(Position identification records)
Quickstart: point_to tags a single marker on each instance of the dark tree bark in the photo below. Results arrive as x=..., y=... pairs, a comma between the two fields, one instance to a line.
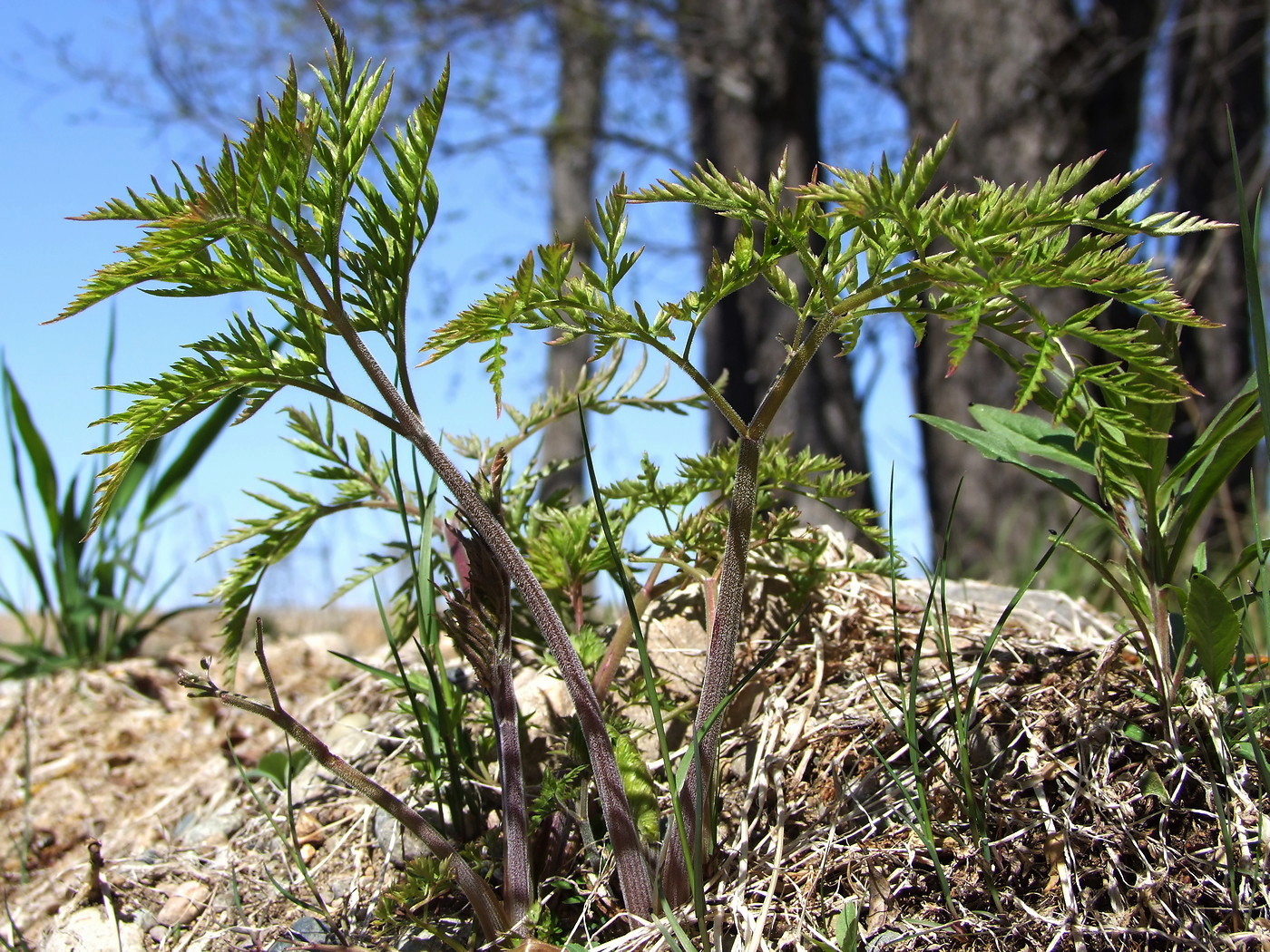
x=584, y=44
x=753, y=80
x=1031, y=86
x=1218, y=63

#### Task requirements:
Transcribe the data above line for line without changing a single character, but omit the pictures.

#### Written solution:
Quickstart: point_to tags a single marker on each instance of the dark tree bark in the photo below. Results arrive as x=..., y=... pairs, a comma between the two fields, one instance to a line.
x=584, y=44
x=753, y=80
x=1031, y=86
x=1218, y=63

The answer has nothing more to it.